╭─ SOURCE EXTRACT
Getting to the actual topic

The following code is how SQLite (written in C89) defines 64-bit integers, but I don't find it convincing. That is, I don't think it's going to work everywhere. Worst of all, it could fail silently:

/*
** CAPI3REF: 64-Bit Integer Types
** KEYWORDS: sqlite_int64 sqlite_uint64
**
** Because there is no cross-platform way to specify 64-bit integer types
** SQLite includes typedefs for 64-bit signed and unsigned integers.
*/
#ifdef SQLITE_INT64_TYPE
  typedef SQLITE_INT64_TYPE sqlite_int64;
  typedef unsigned SQLITE_INT64_TYPE sqlite_uint64;
#elif defined(_MSC_VER) || defined(__BORLANDC__)
╰─
**DIRECTIONS**:
1. According to the comment in the SQLite integer excerpt, why does SQLite include typedefs for 64-bit signed and unsigned integers?
2. Copy the SQLite integer excerpt from "The following code" up to and including "defined(_MSC_VER) || defined(__BORLANDC__)".
Answer using only the SQLite integer excerpt above.
╭─ INFORMATION SUPPLIED
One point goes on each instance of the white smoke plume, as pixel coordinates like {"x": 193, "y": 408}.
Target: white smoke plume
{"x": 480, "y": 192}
╰─
**ANSWER LIST**:
1. Because there is no cross-platform way to specify 64-bit integer types.

2.
The following code is how SQLite (written in C89) defines 64-bit integers, but I don't find it convincing. That is, I don't think it's going to work everywhere. Worst of all, it could fail silently:

/*
** CAPI3REF: 64-Bit Integer Types
** KEYWORDS: sqlite_int64 sqlite_uint64
**
** Because there is no cross-platform way to specify 64-bit integer types
** SQLite includes typedefs for 64-bit signed and unsigned integers.
*/
#ifdef SQLITE_INT64_TYPE
  typedef SQLITE_INT64_TYPE sqlite_int64;
  typedef unsigned SQLITE_INT64_TYPE sqlite_uint64;
#elif defined(_MSC_VER) || defined(__BORLANDC__)